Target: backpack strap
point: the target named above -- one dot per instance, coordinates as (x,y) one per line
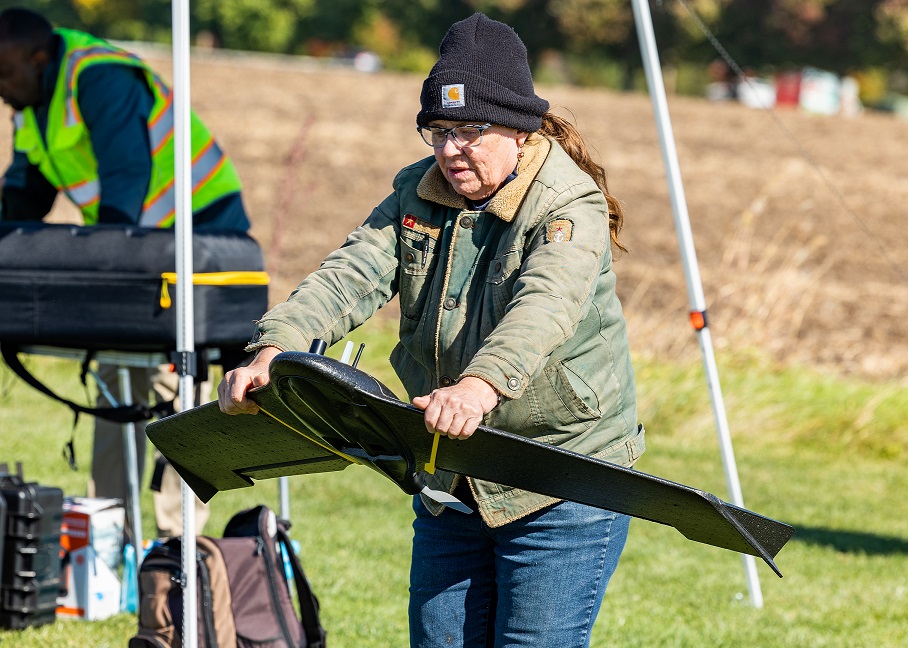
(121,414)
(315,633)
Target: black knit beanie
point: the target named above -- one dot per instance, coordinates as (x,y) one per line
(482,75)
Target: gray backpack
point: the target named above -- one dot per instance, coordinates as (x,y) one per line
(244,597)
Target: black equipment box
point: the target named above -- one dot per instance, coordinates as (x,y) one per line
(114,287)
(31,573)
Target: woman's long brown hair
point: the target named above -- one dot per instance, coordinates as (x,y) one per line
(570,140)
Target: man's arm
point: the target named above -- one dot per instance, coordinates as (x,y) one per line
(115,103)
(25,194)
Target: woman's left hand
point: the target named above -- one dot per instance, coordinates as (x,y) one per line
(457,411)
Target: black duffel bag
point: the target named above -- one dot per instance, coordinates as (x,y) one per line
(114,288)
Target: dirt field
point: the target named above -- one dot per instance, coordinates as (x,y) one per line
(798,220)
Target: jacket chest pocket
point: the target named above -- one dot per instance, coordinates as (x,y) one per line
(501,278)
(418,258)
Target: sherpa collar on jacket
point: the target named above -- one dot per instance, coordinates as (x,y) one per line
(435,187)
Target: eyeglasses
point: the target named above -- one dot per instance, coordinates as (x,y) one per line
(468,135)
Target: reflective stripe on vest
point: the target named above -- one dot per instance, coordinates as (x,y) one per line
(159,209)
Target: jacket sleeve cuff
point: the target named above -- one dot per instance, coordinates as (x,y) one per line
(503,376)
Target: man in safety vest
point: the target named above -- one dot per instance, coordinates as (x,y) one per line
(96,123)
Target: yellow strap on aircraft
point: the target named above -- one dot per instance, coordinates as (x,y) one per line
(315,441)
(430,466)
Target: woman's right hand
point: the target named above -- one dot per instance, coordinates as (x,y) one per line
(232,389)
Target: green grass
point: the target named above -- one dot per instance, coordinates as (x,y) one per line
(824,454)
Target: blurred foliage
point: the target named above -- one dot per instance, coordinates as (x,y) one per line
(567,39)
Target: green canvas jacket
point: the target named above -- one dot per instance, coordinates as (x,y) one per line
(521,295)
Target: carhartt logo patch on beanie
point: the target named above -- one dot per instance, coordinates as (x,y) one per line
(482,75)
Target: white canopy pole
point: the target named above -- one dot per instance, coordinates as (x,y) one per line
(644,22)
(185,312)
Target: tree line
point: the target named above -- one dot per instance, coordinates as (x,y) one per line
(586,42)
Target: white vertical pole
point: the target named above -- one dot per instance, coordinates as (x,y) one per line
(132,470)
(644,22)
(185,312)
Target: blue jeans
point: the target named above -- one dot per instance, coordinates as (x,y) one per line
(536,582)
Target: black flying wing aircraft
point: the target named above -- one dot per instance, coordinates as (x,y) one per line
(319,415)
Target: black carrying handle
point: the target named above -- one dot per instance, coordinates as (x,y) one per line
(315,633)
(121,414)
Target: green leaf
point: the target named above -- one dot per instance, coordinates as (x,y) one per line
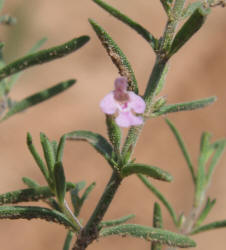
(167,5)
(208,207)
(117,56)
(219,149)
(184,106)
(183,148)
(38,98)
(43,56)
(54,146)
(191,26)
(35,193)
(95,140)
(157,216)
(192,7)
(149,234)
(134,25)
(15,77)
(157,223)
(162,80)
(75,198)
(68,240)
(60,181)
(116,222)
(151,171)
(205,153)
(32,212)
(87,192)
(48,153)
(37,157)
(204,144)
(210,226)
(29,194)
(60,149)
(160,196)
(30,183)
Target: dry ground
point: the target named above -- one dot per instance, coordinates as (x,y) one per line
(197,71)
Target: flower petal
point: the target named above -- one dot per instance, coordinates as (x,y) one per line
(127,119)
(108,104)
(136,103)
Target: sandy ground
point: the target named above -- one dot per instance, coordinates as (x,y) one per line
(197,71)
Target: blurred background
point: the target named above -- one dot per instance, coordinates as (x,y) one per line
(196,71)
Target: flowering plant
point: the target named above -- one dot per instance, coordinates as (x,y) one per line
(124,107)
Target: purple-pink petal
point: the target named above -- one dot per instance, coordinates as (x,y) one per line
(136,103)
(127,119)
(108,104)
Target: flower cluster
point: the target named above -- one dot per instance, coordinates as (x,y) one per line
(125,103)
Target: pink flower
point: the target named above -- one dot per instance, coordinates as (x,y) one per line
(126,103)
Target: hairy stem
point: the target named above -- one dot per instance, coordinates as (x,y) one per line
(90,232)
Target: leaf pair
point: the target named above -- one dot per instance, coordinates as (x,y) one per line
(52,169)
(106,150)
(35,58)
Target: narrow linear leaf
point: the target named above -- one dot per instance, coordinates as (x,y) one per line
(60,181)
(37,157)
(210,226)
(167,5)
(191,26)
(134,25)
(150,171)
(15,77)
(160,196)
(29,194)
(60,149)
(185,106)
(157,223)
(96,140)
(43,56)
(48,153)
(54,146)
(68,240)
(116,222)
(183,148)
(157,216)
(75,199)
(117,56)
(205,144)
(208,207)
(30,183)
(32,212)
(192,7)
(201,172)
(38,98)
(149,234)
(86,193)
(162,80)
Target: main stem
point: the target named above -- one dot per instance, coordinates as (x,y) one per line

---*---

The request: Copy every line of the data exactly as written, excluding the pictures.

Solution:
Target: backpack strap
point: the target named above -- one dot per instance, coordinates as (x,y) one per line
(121,414)
(315,633)
Target: black knit beanie
point: the target named above -- one dot per instance, coordinates as (x,y) one per line
(482,75)
Target: gray backpack
point: the target named above -- one dot per instance, coordinates as (x,y) one per line
(244,597)
Target: black equipment box
point: the target named above -- one dot per instance, coordinates as (x,y) one per line
(114,287)
(31,573)
Target: woman's long brown hair
point: the target named above -- one dot per instance, coordinates as (x,y) one per line
(570,140)
Target: man's arm
point: the target named above -- one dot per instance, coordinates as (x,y) one per line
(115,103)
(25,194)
Target: woman's left hand
point: the target named above -- one dot per instance, coordinates as (x,y) one per line
(457,411)
Target: black duffel bag
point: the target named above -- one dot per instance, coordinates as (x,y) one per line
(114,288)
Target: dirt field
point: the target named above -- one dot per instance, coordinates as (x,y) one per line
(798,220)
Target: jacket chest pocket
point: the target named above -- one dot per instance, coordinates as (x,y) one per line
(501,278)
(418,258)
Target: sherpa collar on jacket
point: the target named above -- one dot per instance, coordinates as (x,y) one per line
(435,187)
Target: eyeglasses
point: the target named above -- one dot per instance, coordinates as (x,y) one per line
(468,135)
Target: reflective stripe on vest
point: the target named above -- one dot per instance, coordinates as (x,y) one per line
(159,209)
Target: jacket sleeve cuff
point: the target named above -- one dot per instance, coordinates as (x,y) one per line
(503,376)
Target: man in safety vest
point: the target named above -- one dot per instance, coordinates as (x,y) one per line
(96,123)
Target: yellow strap on aircraft
point: the target named above -- one dot per instance, coordinates as (x,y) one per line
(315,441)
(430,466)
Target: woman's right hand
point: the target named above -- one dot per instance, coordinates as (x,y) one per line
(232,389)
Target: green grass
point: the target named above -- one dot per instance, coordinates as (x,y) one per line
(824,454)
Target: blurred foliage
point: the target named above -- one dot per instance, coordinates as (x,y) one per line
(567,39)
Target: green canvas jacket
point: the target named above -- one dot per instance, coordinates as (x,y) one per line
(521,295)
Target: carhartt logo patch on beanie
point: the target named above -- one dot per instance, coordinates as (x,y) one per line
(482,75)
Target: white canopy pole
point: the target named above -- one dot per instance, coordinates as (x,y) one per line
(644,22)
(185,312)
Target: tree line
point: the target named above -- one dot per instance, coordinates as (x,y) one per line
(586,42)
Target: white vertical pole
point: the target named above -- one dot per instance, coordinates as (x,y) one per line
(132,470)
(644,22)
(185,312)
Target: blue jeans
point: the target named above -- one dot per instance, coordinates as (x,y) one per line
(536,582)
Target: black flying wing aircraft
point: the target named above -- one dot per instance, coordinates as (x,y) one per line
(319,415)
Target: black carrying handle
point: the target named above -- one dot per instance, coordinates as (x,y) one per line
(315,633)
(121,414)
Target: green leaf
point: the target named above -- one dot per instance, coordinates as (x,y) one per line
(167,5)
(208,207)
(117,56)
(219,149)
(184,106)
(183,148)
(38,98)
(43,56)
(54,146)
(191,26)
(35,193)
(95,140)
(157,216)
(192,7)
(149,234)
(134,25)
(15,77)
(157,223)
(162,80)
(75,198)
(68,240)
(60,181)
(116,222)
(151,171)
(205,153)
(32,212)
(87,192)
(48,153)
(37,157)
(204,144)
(210,226)
(29,194)
(60,149)
(160,196)
(30,183)
Target: dry ground
point: the target named above -- one dot per instance, coordinates as (x,y) one per line
(197,71)
Target: flower petal
point: the target named above -- one dot per instance, coordinates as (x,y) one per line
(127,119)
(108,104)
(136,103)
Target: sandy ground
point: the target named above -- one dot per instance, coordinates as (x,y) one per line
(197,71)
Target: blurred background
point: the target named above -- one dot per instance, coordinates as (x,y) one per line
(196,71)
Target: flowering plant
point: the target named above -- one dot per instance, coordinates as (x,y) one per line
(124,107)
Target: purple-pink petal
point: the target named above -- one dot per instance, coordinates as (x,y) one per line
(136,103)
(127,119)
(108,104)
Target: flower cluster
point: the target named above -- one dot per instance, coordinates as (x,y) one per line
(125,103)
Target: pink flower
point: the target named above -- one dot per instance, coordinates as (x,y) one per line
(126,103)
Target: hairy stem
point: the target named above -- one dot per instance, coordinates as (x,y) one per line
(90,232)
Target: leaf pair
point: the target named above -- one dot per instance, coordinates as (x,y) one per line
(52,169)
(106,150)
(35,58)
Target: narrow linear leaf
point: the target named above -- one dot per instance, coordinates as (x,y) one per line
(60,181)
(37,157)
(210,226)
(167,5)
(191,26)
(134,25)
(150,171)
(15,77)
(160,196)
(29,194)
(60,149)
(185,106)
(157,223)
(96,140)
(43,56)
(48,153)
(54,146)
(68,240)
(116,222)
(183,148)
(157,216)
(75,199)
(117,56)
(205,144)
(208,207)
(30,183)
(32,212)
(192,7)
(201,172)
(38,98)
(149,234)
(86,193)
(162,80)
Target: main stem
point: the target named above -- one dot per instance, coordinates as (x,y) one per line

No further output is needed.